→ **Assigned task**
Your answer must contain each line of the listing in which "below" appears, copied in full.

+---+

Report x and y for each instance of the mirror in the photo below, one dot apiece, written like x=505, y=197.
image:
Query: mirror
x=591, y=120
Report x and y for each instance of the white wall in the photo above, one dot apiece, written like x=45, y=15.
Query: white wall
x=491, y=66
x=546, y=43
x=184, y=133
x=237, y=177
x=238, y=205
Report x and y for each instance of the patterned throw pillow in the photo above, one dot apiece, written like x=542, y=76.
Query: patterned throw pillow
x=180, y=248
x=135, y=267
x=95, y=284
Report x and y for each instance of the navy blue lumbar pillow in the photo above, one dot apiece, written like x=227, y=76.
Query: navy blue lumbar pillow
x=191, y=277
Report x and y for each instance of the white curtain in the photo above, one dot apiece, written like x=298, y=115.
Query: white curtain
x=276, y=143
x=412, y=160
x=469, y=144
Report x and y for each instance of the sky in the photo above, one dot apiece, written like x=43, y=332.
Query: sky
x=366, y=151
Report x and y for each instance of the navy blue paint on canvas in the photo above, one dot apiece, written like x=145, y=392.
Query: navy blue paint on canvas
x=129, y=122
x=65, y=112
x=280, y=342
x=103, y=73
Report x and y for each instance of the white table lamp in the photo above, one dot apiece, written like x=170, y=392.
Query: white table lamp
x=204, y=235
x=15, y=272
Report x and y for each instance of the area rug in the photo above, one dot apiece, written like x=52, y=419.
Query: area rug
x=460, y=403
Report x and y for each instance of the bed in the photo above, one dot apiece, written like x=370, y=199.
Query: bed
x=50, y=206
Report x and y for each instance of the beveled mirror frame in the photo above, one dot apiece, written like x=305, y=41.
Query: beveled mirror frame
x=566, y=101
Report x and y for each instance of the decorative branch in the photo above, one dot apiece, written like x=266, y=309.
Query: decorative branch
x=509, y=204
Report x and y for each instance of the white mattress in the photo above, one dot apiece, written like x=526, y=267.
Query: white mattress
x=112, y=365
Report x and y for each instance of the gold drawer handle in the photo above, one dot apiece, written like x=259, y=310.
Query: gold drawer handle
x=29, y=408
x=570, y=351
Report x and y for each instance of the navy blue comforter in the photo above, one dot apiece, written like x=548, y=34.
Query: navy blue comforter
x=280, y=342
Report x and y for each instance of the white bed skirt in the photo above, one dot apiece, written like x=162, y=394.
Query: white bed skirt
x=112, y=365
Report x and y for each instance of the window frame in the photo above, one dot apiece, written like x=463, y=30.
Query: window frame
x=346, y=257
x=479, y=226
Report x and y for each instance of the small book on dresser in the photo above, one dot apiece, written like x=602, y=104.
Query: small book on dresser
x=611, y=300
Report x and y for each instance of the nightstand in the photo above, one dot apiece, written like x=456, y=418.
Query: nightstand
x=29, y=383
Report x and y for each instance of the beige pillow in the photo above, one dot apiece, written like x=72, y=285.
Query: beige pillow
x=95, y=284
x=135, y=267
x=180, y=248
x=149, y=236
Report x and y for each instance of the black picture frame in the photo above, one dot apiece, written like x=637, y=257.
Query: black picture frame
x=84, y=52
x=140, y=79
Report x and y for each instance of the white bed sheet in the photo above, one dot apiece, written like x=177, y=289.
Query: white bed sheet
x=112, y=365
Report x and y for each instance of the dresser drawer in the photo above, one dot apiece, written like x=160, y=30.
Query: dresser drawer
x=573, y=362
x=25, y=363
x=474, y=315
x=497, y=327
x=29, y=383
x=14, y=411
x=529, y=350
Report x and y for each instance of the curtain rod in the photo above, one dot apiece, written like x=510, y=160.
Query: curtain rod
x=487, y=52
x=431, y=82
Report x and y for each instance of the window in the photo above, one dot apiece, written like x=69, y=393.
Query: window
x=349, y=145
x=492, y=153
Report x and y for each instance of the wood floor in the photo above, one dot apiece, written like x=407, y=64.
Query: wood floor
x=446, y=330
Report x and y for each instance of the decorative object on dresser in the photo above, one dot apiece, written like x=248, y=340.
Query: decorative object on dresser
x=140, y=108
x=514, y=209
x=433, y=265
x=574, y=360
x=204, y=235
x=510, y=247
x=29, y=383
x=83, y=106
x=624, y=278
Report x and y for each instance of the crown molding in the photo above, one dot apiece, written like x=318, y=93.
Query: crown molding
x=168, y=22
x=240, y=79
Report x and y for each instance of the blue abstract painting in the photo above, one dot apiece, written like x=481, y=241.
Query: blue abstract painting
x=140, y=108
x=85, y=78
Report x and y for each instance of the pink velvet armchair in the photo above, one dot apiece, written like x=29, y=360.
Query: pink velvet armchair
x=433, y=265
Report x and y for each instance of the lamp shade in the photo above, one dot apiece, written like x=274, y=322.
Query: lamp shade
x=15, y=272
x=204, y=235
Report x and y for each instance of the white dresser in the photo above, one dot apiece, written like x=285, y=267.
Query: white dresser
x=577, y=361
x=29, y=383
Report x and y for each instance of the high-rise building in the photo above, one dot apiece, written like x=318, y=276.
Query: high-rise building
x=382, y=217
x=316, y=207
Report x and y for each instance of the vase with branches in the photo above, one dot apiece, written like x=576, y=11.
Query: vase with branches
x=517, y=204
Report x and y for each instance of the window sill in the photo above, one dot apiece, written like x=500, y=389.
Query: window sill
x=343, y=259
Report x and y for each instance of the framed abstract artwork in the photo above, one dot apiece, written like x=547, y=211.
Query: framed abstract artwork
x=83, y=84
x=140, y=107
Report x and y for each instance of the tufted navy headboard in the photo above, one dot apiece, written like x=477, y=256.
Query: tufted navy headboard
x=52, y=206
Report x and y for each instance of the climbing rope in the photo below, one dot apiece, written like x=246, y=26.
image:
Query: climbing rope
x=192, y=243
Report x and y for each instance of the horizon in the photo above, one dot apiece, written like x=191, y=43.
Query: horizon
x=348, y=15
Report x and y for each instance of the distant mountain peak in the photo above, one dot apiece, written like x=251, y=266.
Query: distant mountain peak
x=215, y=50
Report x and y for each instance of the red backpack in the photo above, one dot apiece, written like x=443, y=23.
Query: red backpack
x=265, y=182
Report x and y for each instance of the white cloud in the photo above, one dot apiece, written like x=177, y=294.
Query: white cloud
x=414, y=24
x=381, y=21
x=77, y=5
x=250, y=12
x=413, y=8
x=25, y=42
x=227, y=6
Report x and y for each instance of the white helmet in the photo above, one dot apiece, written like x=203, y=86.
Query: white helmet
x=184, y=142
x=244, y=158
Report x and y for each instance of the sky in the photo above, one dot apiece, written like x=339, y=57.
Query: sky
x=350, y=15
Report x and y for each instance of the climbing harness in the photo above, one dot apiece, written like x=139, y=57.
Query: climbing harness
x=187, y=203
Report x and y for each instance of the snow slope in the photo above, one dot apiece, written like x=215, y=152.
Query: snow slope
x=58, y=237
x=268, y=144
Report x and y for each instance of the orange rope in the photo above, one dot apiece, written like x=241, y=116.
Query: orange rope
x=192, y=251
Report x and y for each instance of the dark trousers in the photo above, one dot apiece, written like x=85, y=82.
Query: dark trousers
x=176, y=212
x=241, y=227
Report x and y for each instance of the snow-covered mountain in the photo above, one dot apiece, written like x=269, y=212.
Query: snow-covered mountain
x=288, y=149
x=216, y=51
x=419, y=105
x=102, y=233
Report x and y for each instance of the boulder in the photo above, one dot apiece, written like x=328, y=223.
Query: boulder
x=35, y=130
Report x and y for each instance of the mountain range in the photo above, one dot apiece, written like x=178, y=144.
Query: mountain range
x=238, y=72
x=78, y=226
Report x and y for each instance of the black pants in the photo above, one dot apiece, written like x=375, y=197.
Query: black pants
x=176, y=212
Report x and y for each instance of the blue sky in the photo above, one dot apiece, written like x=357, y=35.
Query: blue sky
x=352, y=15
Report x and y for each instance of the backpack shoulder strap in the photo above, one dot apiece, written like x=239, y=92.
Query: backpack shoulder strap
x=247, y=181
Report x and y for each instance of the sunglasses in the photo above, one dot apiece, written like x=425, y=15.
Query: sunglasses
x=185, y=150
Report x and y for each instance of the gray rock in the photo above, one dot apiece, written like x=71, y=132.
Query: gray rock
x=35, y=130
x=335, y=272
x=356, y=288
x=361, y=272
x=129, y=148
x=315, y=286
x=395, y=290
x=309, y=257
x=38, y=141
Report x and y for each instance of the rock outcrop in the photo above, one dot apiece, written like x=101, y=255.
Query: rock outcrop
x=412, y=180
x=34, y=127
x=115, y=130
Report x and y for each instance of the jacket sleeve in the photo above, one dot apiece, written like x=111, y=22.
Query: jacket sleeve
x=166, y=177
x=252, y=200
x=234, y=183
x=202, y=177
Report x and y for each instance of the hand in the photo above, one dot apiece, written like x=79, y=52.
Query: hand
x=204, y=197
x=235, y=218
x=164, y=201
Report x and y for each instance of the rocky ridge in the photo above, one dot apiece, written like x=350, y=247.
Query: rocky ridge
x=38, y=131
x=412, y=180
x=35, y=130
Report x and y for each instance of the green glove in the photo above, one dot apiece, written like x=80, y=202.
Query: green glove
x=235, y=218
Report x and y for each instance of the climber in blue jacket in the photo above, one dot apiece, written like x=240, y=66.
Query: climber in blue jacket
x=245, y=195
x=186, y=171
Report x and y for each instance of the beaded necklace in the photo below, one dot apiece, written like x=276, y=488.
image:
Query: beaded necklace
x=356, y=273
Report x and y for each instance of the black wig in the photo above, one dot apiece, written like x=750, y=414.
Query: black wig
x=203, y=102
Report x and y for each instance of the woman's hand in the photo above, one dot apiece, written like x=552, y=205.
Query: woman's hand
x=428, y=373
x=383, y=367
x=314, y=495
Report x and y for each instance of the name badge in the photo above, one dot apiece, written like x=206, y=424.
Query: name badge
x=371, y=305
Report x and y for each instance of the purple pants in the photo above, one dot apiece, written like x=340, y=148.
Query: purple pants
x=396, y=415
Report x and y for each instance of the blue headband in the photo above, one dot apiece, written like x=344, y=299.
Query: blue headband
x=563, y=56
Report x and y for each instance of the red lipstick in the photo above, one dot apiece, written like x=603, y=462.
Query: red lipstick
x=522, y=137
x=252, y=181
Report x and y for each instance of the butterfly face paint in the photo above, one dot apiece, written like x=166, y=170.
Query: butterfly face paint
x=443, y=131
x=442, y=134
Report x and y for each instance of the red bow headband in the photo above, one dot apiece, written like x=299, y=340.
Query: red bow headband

+---+

→ **Written answer**
Report x and y for each instance of the mirror in the photo below, one dot apiece, written like x=505, y=197.
Report x and y for each instance of the climbing rope in the photo below, one dot apiece, written like x=246, y=26.
Report x and y for each instance of the beaded necklace in the photo below, one dot apiece, written like x=276, y=488.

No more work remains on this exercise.